● **Task directions**
In the coming-out essay, condense the paragraph that begins "I moved out of the house" into a short bulleted list that keeps its main facts.

● **Source text**
###

When I look back at my journals from 2012 when I first began to come out, what I wrote extensively about was finding love. I wrote in one journal entry, “I want true love. I want to find that one guy who I can be a soul mate with, that I can be honest and real with and have a deep connection with. Is it possible? I really don’t know. I feel that so many of us are so damaged by this age, that I’m not sure what I want is real or attainable.”
I hoped that the “love is love” slogan of the LGBTQ movement would be true. I hoped to find not just physical intimacy with a man but an accompanying emotional intimacy, which had eluded me for so many years.
When I was married to a woman I knew that there was something deeply missing, even though we were close, had affection for each other, and were best friends. I did not see then how an emotional connection without the accompanying physical attraction left a whole lot out of the relationship.
I moved out of the house when my son completed eleventh grade and had gone off to work at a camp for the summer. I was over-the-top happy to move into my own place and to be staring my life as a gay man. I setup Match and OkCupid accounts and began to go on dates. I was making friends through GAMMA, a support group for gay and bi men who were married to or involved with women. I also went to other gay events: hikes, cocktail hours, museum visits, and more, that I found on Meetup.
A year after moving into my own apartment, I began dating a man who I fell in love with. My partner and I have been together now for five years and three months and moved in together two years ago.
When my partner and I had been dating a year and nine months my wife was diagnosed with aggressive cancer — the very week before we were to begin divorce mediation. While I am not a doctor, I have a good deal of medical background and jumped in immediately to navigate my wife’s clinical care. For eight incredibly hard months, I tried to balance an executive-level job, my relationship with my partner, and my wife’s cancer care. She passed away in April of 2017.
It was hard work to get to this point in my life. To come out, I had to come face to face with the internalized homophobia and shame that had kept me in the closet for so many years. I had to rethink and correct all the stereotypes I had about gay men and gay culture.
Being able to live my life openly is like breathing fresh air for the first time. I feel at ease in my own skin. The locked box where I kept the gay part of myself, separate and cordoned off from the rest of my life, is gone. Today I am out to everyone in my life, and it has made for a feeling of integration and wholeness that I couldn’t have imagined just a few short years ago.
Last summer, my partner and I got engaged and began to plan our wedding. The physical wedding ceremony and the party had to be canceled because of the COVID-19 pandemic, but we moved forward with a virtual wedding and were recently married. My son was the best man, and my niece was the flower girl. Over two hundred people watched us get married as we live-streamed the event on YouTube.

###

● **Source material**
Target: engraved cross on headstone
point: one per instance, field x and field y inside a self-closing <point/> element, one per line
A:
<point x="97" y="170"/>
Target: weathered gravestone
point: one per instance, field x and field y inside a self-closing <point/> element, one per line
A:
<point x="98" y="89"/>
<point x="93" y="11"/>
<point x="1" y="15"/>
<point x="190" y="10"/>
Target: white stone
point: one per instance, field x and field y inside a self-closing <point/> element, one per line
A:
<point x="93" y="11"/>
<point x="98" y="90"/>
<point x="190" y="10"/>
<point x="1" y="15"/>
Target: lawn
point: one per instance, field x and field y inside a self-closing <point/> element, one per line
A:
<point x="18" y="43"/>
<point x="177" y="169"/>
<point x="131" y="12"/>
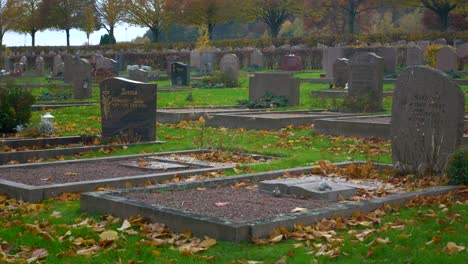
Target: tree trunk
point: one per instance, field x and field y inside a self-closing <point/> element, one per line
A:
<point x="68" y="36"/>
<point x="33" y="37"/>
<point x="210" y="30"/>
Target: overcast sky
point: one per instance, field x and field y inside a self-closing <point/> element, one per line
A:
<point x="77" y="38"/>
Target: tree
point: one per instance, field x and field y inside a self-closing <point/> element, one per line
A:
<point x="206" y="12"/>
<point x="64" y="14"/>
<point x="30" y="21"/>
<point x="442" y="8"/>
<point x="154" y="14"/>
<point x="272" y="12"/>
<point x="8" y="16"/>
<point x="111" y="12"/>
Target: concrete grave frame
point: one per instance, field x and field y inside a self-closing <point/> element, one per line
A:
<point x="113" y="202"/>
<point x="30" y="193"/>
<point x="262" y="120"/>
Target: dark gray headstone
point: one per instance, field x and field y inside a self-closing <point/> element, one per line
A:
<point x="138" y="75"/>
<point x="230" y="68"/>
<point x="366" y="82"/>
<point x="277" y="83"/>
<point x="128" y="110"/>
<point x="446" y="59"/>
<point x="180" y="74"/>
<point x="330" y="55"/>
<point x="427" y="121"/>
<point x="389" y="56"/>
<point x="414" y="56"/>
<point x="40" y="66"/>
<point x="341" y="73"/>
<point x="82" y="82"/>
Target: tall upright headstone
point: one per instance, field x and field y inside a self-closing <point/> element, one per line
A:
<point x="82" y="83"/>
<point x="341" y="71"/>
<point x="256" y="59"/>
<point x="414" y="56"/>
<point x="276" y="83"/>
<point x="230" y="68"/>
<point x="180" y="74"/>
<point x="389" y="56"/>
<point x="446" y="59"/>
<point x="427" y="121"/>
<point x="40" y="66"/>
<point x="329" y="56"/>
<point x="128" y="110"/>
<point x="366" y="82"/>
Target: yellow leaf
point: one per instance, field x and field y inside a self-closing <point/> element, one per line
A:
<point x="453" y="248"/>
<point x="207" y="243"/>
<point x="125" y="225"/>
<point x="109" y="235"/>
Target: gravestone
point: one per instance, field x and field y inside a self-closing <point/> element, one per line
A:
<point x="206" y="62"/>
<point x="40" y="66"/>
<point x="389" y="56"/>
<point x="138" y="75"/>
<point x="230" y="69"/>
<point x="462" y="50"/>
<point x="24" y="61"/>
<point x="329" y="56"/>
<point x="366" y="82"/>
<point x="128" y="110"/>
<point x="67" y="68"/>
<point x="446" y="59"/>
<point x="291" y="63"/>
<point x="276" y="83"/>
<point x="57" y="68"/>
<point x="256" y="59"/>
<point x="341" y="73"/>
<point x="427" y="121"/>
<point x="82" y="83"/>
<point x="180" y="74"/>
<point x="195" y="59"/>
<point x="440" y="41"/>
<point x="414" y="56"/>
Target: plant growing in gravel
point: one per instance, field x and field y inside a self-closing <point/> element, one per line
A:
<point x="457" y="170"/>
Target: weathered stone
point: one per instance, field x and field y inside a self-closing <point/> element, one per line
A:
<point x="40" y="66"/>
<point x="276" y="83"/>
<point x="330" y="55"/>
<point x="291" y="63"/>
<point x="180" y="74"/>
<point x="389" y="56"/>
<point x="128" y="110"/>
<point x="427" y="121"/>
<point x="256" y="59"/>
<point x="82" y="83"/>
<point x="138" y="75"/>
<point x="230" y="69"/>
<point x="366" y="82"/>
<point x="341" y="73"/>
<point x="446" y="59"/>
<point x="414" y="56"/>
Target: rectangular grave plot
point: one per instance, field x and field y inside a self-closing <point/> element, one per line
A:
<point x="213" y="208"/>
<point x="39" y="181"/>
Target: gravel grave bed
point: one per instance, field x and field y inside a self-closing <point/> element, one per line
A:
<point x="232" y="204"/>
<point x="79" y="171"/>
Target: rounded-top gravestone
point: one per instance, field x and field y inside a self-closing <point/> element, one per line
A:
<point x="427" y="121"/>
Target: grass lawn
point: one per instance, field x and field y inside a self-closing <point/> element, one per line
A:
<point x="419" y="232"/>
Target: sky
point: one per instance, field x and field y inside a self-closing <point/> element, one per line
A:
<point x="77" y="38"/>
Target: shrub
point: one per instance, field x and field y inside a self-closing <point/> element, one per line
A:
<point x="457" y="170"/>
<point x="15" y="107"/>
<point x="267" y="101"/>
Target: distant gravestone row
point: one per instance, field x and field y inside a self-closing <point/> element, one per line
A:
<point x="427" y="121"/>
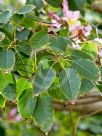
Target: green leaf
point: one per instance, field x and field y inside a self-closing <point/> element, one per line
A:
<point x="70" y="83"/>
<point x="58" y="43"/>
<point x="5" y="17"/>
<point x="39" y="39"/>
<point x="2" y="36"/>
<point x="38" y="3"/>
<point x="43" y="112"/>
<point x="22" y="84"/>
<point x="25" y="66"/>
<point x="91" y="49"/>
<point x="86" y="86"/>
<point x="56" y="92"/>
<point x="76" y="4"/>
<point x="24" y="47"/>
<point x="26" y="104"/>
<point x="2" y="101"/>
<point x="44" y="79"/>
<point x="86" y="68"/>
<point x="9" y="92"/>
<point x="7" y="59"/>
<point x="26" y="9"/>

###

● **Result of the task**
- I moved out after my son finished eleventh grade and left to work at a summer camp.
- I was thrilled to have my own place and start my life as a gay man.
- I set up Match and OkCupid accounts and began dating.
- I made friends through GAMMA, a support group for gay and bi men married to or involved with women.
- I attended other gay events I found on Meetup, including hikes, cocktail hours, and museum visits.